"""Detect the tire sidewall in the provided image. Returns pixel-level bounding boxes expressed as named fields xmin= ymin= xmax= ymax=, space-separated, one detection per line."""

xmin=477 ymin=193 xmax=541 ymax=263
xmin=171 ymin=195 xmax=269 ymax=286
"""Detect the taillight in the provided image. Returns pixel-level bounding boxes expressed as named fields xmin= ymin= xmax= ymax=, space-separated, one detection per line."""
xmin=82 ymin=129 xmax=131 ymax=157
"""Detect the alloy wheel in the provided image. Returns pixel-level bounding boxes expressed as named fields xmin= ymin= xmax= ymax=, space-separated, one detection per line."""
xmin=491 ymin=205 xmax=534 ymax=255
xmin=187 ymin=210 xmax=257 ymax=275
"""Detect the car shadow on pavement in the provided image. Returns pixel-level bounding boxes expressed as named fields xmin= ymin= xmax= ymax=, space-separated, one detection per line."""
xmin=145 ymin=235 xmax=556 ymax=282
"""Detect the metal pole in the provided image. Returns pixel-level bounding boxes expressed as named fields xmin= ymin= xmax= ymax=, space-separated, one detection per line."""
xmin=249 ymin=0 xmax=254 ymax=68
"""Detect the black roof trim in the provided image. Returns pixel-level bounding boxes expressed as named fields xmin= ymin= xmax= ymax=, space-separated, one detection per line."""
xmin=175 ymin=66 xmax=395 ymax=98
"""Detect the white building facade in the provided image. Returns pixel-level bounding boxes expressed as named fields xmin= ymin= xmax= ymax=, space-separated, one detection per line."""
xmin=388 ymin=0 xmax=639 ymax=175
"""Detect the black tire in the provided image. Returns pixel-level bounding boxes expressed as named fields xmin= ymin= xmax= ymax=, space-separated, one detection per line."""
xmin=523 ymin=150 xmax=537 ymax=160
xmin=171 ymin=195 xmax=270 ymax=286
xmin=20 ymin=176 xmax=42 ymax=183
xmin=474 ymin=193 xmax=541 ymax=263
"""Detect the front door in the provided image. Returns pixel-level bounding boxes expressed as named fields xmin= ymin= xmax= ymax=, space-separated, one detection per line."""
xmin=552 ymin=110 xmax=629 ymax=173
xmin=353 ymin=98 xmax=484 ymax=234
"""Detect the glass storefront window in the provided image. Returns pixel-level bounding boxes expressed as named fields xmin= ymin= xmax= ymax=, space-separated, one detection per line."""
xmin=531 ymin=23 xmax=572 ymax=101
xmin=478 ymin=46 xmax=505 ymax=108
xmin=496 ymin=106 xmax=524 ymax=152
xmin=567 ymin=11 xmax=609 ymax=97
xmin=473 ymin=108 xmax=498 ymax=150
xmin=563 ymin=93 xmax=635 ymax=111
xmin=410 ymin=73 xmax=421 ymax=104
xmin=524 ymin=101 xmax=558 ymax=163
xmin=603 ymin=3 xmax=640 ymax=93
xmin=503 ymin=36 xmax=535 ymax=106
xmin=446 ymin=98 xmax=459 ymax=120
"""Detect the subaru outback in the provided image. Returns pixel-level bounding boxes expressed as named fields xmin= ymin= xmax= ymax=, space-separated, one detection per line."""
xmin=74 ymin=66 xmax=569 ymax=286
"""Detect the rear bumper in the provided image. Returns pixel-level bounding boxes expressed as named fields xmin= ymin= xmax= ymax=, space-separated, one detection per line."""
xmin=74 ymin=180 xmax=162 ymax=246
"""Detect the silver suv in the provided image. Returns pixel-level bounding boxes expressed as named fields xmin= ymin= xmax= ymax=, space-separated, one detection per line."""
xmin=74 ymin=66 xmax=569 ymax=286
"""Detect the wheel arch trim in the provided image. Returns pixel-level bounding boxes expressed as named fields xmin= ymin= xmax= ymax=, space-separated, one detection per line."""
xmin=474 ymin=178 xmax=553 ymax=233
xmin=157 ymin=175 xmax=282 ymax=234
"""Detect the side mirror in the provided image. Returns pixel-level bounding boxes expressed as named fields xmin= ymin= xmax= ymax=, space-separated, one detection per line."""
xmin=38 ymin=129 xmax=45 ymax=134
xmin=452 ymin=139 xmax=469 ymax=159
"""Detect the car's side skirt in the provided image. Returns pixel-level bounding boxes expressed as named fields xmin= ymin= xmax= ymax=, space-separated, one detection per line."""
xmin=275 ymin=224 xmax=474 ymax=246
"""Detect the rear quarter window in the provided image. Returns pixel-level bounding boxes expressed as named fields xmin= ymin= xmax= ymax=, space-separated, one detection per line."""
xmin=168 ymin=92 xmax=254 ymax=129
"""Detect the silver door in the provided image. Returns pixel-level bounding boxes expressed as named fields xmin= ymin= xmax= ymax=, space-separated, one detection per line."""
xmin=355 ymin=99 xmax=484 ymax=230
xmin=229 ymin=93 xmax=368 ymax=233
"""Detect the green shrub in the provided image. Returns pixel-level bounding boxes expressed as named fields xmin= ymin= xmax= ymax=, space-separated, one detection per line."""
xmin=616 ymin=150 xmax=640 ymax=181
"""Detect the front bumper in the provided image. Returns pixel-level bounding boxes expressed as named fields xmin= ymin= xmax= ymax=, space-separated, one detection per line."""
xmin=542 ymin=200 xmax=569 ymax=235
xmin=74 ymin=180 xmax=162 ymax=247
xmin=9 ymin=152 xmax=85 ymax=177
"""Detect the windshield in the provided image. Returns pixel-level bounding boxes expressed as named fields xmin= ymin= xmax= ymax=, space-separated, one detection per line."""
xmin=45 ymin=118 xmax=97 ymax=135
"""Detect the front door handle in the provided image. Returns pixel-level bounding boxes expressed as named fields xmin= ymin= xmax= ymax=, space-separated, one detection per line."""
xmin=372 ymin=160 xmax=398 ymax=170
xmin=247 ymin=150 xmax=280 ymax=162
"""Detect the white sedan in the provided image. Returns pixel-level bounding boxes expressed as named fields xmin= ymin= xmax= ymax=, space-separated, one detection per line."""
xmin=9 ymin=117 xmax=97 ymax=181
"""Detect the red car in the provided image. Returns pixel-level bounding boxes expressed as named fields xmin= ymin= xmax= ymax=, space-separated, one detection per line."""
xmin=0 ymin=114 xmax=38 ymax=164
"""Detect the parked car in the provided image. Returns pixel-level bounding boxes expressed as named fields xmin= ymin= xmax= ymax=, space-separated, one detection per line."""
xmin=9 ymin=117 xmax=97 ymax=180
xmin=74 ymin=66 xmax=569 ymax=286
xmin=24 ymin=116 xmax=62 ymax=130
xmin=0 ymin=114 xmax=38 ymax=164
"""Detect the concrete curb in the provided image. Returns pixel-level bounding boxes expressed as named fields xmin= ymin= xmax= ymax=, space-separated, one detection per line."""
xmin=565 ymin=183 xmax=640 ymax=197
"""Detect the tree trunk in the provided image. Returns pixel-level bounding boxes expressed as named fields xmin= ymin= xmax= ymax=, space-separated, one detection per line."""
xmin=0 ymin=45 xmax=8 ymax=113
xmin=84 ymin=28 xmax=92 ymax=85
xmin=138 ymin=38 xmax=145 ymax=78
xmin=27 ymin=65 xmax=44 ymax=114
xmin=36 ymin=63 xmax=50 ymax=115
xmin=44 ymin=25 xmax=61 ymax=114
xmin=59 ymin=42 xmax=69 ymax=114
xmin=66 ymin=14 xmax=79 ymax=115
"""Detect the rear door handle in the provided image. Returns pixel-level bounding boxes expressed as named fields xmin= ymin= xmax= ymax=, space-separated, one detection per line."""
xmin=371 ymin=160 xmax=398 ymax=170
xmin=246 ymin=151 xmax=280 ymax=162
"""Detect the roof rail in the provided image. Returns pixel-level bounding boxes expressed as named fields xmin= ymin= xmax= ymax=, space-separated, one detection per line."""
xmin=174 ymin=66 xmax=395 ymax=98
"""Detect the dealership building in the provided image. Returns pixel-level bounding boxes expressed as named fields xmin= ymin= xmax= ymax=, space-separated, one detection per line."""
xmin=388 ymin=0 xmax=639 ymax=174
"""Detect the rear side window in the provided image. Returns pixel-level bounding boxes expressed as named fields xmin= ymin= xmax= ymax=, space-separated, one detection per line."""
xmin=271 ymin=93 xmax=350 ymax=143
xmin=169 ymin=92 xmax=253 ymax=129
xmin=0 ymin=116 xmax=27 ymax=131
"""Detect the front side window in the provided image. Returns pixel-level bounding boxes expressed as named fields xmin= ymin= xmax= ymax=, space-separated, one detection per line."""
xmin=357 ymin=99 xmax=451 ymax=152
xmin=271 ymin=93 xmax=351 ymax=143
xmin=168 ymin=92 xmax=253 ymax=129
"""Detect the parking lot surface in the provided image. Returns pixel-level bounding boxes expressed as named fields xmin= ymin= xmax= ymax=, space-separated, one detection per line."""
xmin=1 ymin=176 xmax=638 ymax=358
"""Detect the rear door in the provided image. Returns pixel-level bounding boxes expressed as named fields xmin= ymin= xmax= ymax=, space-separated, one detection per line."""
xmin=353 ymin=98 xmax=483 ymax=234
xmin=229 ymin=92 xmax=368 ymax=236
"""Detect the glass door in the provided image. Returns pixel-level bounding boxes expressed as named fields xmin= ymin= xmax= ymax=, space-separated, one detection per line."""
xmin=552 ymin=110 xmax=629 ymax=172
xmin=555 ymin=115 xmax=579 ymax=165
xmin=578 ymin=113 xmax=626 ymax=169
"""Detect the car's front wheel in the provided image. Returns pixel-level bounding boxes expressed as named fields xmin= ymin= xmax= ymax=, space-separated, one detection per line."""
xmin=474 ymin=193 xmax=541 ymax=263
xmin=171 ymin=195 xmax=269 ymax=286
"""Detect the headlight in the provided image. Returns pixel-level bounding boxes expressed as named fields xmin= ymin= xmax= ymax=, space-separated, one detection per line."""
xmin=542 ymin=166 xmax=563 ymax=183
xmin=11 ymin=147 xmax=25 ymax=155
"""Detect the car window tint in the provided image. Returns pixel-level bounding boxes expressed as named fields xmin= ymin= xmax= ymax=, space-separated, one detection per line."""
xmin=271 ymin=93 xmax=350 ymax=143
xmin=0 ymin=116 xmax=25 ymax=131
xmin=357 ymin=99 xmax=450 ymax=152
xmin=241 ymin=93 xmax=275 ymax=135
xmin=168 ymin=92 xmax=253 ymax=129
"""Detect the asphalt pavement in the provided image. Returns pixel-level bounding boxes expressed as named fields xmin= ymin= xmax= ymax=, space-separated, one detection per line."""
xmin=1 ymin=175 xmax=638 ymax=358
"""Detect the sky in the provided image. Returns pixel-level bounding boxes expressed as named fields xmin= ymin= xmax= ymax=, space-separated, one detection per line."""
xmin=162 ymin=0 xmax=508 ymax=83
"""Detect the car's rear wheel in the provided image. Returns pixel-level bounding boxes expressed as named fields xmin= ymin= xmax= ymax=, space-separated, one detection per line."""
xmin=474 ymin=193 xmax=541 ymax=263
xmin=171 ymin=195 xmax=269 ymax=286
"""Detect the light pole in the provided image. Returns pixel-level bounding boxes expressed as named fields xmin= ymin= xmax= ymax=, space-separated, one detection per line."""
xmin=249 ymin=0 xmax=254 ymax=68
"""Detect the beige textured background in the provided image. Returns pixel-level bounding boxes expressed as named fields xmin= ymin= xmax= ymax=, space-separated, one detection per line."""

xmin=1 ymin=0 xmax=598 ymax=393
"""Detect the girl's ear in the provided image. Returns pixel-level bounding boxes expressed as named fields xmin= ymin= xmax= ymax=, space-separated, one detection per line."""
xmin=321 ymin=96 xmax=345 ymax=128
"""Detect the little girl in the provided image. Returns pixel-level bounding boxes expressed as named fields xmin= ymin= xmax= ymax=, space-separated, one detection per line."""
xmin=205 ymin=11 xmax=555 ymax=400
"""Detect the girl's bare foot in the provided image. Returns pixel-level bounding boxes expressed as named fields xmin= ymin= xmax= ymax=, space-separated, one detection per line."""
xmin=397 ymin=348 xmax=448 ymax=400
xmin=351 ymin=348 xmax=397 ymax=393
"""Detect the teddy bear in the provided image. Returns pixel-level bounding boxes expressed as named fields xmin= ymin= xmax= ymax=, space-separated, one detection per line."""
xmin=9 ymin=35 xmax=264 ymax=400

> Task to carry out
Lines before the one containing "the light pole" are left out. Repeat that line and all lines after it in the records above exactly.

> Exercise output
"""Detect the light pole in the provided image. Returns pixel-level bounding boxes expressed as named fields xmin= ymin= xmax= ymax=, space-separated, one detection per line."""
xmin=249 ymin=0 xmax=254 ymax=68
"""Detect the beige textured background in the provided image. Returns pixel-level bounding boxes expressed as named fields xmin= ymin= xmax= ymax=, space-separated, one detection per line."""

xmin=1 ymin=0 xmax=598 ymax=393
"""Detect the girl's ear in the provided image. Returns pixel-level bounding boxes expressed as named fields xmin= ymin= xmax= ymax=, space-separated, one detection per line."""
xmin=321 ymin=96 xmax=345 ymax=128
"""Detect the little girl in the provided image. Returns pixel-level bounding boxes expressed as named fields xmin= ymin= xmax= ymax=, space-separated, one detection per line."""
xmin=205 ymin=11 xmax=555 ymax=400
"""Detect the girl's bare foot in the provided image. Returns pixel-level bounding boxes expressed as named fields xmin= ymin= xmax= ymax=, space-separated, one detection per line."""
xmin=397 ymin=348 xmax=448 ymax=400
xmin=351 ymin=348 xmax=397 ymax=393
"""Detect the teddy bear in the provided image. Returns pixel-level bounding boxes expressed as named fields xmin= ymin= xmax= ymax=, space-separated, one detection per line."""
xmin=9 ymin=35 xmax=264 ymax=400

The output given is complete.